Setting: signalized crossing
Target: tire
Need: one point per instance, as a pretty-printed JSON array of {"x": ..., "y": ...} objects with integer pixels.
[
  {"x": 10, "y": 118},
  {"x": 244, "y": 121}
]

→ Exercise aim: Everything from the line with "Need: one point" to the end of the listing above is to be set down exactly, both ends included.

→ Output of the task:
Need: one point per instance, as a pretty-printed JSON array of {"x": ..., "y": ...} objects with integer pixels.
[
  {"x": 10, "y": 118},
  {"x": 244, "y": 121}
]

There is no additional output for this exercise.